Entries supplied below:

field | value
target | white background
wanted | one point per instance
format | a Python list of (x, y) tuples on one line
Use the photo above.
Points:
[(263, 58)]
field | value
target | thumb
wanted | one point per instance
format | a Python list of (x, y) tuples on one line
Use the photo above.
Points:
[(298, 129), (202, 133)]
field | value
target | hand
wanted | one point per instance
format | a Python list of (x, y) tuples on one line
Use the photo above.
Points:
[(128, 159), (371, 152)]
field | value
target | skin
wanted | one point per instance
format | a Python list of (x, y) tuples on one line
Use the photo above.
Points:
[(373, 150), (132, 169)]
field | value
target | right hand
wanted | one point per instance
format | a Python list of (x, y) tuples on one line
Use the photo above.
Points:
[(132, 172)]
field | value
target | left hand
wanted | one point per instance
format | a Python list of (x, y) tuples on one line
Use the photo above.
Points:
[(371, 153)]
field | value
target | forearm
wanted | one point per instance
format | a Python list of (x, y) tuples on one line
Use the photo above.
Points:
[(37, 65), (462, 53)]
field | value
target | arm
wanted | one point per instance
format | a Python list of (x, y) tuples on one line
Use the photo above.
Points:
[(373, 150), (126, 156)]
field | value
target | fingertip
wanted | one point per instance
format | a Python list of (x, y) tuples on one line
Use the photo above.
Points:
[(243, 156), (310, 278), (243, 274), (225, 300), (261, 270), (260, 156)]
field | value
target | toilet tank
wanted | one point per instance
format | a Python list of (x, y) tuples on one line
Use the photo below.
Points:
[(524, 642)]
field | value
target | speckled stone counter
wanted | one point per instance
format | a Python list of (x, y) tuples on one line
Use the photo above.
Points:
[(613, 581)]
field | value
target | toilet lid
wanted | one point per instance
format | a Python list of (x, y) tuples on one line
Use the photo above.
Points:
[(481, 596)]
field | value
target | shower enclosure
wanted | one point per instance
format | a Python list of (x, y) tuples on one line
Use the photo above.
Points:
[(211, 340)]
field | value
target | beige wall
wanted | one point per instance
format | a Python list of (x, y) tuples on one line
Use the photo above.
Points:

End of Entries supplied.

> [Task goal]
Among the lines above, count those containing "hand" and give only that count.

> [Completed exercise]
3